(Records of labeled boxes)
###
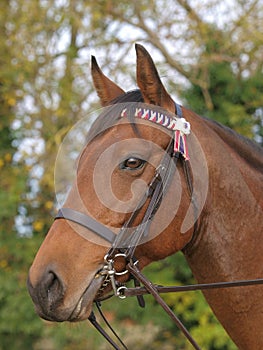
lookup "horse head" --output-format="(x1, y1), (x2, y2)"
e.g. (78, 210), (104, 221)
(28, 45), (200, 321)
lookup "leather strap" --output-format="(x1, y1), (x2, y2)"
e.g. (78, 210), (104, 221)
(55, 208), (116, 243)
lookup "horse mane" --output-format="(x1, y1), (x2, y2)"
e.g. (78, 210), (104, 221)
(87, 89), (143, 142)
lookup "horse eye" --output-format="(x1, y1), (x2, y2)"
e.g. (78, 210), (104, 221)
(120, 157), (145, 170)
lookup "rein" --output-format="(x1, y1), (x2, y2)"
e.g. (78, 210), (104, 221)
(55, 104), (263, 350)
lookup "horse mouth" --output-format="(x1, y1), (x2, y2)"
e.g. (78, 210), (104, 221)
(68, 275), (104, 322)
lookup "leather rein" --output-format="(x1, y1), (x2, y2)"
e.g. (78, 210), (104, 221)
(55, 104), (263, 350)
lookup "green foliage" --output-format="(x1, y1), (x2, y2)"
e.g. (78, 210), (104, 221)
(182, 30), (263, 138)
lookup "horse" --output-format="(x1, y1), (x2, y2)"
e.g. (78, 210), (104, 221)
(28, 44), (263, 350)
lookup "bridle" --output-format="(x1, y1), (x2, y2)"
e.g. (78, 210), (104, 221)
(55, 104), (263, 350)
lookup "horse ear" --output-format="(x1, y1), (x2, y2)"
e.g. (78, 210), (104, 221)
(91, 56), (125, 107)
(135, 44), (174, 113)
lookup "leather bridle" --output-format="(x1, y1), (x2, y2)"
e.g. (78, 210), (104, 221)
(55, 104), (263, 350)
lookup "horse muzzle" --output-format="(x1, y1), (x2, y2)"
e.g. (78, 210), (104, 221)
(27, 271), (104, 322)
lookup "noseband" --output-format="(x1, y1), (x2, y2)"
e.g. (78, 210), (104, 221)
(55, 104), (263, 350)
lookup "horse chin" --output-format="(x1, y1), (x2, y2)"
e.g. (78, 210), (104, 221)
(68, 276), (104, 322)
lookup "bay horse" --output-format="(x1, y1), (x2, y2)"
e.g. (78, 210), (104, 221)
(28, 44), (263, 350)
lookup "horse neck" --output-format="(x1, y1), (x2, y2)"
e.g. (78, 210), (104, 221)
(186, 115), (263, 280)
(184, 111), (263, 349)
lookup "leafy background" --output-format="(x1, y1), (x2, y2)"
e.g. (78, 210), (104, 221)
(0, 0), (263, 350)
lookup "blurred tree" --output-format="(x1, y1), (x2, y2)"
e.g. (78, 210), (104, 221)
(0, 0), (263, 350)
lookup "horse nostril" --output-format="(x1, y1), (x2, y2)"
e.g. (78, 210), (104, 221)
(28, 269), (65, 320)
(42, 271), (64, 304)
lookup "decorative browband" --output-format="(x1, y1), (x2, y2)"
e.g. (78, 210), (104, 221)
(121, 103), (191, 160)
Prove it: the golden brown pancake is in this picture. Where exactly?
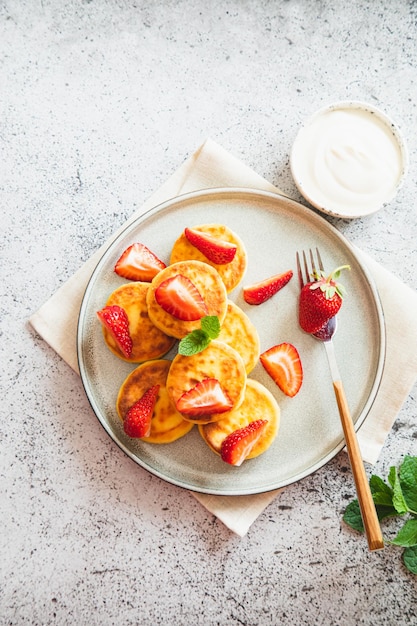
###
> [Request] Pull out each line of the material above that contains the word "leather", and copy those lines in full.

> [Expected output]
lookup "leather strap" --output-format="(x1, y1), (x2, y2)"
lookup "leather rein" --output-format="(x1, y1), (x2, y2)"
lookup "leather bridle" --output-format="(x1, y1), (x2, y2)"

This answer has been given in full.